## start RECORDS SUPPLIED

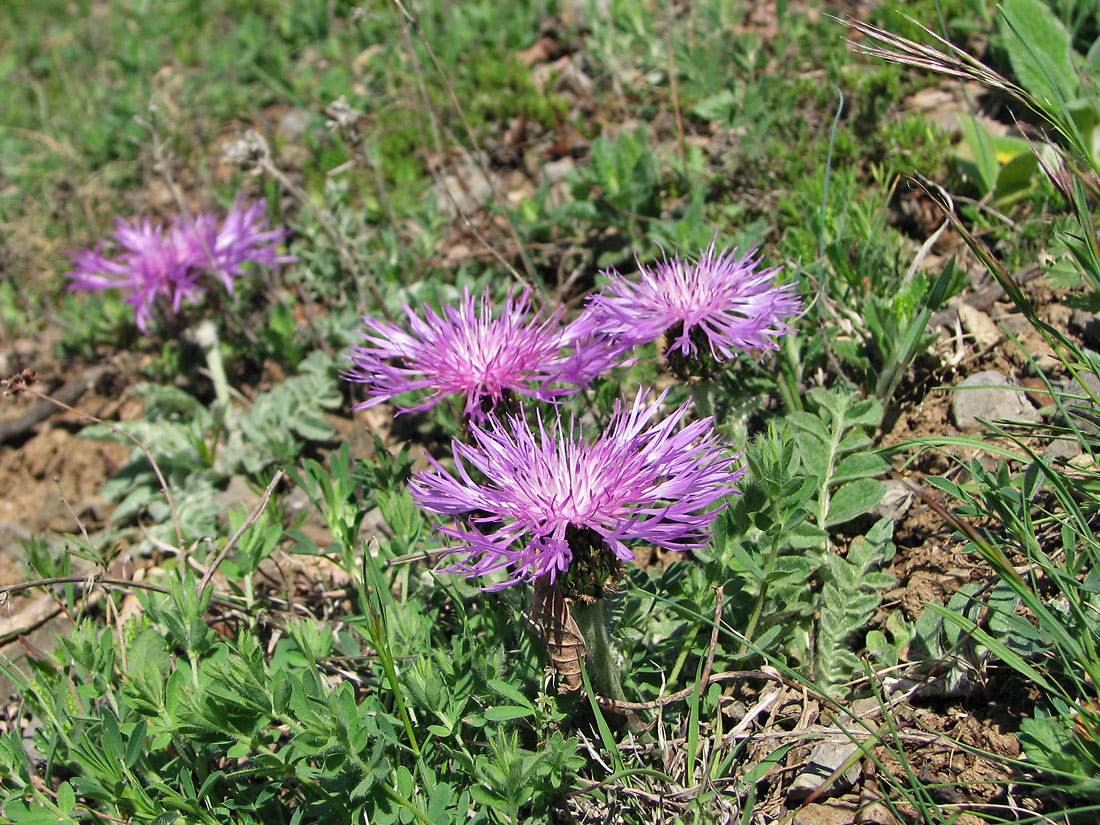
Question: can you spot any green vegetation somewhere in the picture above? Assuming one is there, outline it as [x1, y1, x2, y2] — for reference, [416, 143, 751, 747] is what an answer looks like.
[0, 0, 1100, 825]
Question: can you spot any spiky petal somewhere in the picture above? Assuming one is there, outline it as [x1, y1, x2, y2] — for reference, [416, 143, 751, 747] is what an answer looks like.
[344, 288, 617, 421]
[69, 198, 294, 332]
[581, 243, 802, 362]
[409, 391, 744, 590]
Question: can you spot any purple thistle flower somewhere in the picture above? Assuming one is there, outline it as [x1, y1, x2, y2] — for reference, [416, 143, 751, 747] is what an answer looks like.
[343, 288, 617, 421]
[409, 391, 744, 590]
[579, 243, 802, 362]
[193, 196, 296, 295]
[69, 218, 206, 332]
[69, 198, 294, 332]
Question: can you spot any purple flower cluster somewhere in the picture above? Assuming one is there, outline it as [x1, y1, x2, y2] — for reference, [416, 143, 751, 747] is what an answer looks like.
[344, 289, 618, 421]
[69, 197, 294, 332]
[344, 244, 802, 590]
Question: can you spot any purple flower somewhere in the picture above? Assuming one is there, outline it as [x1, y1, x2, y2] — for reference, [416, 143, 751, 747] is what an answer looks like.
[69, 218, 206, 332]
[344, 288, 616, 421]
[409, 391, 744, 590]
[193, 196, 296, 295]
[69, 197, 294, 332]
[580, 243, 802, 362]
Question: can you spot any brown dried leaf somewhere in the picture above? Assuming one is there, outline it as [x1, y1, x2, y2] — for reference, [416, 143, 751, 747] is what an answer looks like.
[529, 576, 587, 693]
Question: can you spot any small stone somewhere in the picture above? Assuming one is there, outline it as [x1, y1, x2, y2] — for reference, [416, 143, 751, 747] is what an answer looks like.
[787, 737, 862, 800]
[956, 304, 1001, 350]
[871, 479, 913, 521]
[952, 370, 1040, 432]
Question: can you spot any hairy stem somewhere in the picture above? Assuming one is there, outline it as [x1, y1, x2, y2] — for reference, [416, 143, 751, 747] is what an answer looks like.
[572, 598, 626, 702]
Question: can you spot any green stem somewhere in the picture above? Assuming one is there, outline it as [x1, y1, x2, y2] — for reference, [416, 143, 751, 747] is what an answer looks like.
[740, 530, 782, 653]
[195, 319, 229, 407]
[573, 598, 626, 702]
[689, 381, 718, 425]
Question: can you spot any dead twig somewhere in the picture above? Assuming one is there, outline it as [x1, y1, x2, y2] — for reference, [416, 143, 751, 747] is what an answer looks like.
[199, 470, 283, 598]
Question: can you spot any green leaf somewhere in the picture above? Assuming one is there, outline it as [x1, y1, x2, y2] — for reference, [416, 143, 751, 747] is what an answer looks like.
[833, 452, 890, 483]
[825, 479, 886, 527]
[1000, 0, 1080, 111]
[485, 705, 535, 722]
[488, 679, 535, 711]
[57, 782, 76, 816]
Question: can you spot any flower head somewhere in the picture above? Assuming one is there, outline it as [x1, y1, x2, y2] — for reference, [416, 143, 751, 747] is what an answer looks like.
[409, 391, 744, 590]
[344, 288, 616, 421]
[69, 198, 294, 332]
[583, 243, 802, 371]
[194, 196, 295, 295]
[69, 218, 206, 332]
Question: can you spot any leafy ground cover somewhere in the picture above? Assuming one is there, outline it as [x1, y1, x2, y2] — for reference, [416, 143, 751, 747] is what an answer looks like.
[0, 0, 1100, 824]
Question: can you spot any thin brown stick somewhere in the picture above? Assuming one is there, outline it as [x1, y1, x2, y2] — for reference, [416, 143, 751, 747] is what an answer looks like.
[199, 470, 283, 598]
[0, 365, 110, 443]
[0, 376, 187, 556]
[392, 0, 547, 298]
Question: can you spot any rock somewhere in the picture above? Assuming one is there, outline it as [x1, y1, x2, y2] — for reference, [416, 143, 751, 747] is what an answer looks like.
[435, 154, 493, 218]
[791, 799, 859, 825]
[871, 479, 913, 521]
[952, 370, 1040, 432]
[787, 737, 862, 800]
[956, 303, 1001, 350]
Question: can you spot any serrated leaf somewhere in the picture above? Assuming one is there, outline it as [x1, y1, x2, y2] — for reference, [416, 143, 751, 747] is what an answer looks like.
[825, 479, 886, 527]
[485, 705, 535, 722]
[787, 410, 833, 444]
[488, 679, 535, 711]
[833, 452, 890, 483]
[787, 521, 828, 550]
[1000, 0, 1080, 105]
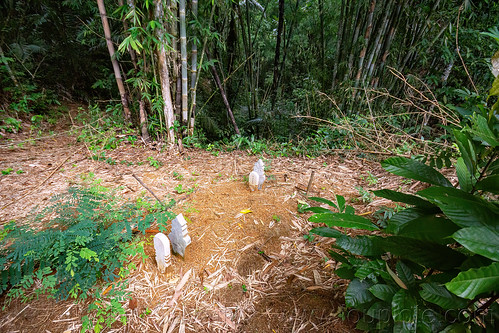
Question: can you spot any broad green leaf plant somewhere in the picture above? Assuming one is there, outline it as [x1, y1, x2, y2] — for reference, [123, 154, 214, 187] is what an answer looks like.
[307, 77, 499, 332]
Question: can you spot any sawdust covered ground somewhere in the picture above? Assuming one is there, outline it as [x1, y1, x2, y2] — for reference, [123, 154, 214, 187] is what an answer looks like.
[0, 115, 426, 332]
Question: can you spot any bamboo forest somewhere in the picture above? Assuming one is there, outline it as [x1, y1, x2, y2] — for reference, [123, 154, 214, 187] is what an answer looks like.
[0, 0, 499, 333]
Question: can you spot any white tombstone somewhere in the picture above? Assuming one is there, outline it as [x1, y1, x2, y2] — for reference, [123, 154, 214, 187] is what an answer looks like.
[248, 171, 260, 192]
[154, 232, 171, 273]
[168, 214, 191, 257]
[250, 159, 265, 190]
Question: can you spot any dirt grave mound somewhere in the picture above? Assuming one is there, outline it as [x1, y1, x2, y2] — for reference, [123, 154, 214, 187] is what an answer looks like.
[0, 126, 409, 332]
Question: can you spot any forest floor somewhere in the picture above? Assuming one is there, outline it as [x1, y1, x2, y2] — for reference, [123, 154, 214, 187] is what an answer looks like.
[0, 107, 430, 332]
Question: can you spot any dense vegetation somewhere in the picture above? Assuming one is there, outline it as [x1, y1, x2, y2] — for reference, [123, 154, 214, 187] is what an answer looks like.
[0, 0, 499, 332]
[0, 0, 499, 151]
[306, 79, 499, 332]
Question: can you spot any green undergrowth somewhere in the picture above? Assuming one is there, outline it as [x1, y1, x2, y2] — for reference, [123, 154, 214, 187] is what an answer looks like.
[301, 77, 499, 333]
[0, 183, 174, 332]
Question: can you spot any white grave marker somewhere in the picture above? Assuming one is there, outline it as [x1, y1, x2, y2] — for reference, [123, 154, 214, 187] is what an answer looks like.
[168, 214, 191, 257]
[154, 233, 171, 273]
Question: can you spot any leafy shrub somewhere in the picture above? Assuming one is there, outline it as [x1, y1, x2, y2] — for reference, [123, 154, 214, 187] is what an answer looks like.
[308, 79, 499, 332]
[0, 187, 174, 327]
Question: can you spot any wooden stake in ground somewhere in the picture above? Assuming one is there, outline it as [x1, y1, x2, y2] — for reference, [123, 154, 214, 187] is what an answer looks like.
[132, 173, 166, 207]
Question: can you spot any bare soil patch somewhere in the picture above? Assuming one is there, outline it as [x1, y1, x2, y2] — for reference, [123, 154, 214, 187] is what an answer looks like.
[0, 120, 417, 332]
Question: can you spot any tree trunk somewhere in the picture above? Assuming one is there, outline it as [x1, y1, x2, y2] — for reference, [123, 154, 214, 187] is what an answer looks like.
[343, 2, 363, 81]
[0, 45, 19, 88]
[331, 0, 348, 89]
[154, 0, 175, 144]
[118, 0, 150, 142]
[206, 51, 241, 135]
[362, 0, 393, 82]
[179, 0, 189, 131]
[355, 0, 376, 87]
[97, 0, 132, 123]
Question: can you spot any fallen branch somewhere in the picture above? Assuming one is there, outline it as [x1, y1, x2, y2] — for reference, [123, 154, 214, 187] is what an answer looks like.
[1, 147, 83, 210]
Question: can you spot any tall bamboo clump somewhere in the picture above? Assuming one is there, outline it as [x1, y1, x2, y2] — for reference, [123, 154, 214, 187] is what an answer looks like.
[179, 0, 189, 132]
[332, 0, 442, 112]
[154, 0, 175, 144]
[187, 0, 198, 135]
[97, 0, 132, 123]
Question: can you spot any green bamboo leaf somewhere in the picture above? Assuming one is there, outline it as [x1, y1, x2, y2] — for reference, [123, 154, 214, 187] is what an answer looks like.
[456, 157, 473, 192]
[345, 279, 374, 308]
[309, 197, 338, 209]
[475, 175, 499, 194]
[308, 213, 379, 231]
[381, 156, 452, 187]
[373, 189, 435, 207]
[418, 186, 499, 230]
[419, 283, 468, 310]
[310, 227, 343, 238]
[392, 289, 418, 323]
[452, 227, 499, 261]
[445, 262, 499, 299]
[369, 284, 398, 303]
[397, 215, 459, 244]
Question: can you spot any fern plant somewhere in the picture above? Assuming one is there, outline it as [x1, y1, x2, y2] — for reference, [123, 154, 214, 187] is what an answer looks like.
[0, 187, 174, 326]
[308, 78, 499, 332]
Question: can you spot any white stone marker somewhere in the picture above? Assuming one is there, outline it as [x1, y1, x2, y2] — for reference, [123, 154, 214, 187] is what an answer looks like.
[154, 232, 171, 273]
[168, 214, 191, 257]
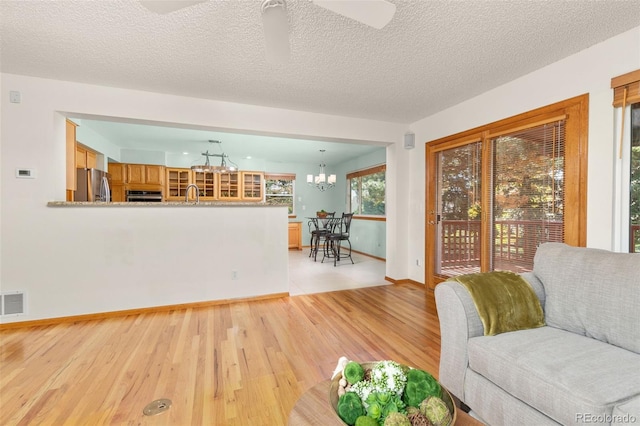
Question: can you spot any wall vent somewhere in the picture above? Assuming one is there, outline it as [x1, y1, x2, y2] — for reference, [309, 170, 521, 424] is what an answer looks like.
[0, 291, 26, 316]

## end RECORDS SUPPLIED

Print the lines from the listing above word for word, starting at the line that contains "Question: can you spot any forest" and ending at the line that contains "[0, 107, 430, 332]", with both included.

Question: can you spot any forest floor somewhere in the picture above? Assuming one is there, outline it as [x1, y1, x2, y2] — for reference, [123, 154, 214, 187] is what an answer looks like.
[0, 107, 430, 332]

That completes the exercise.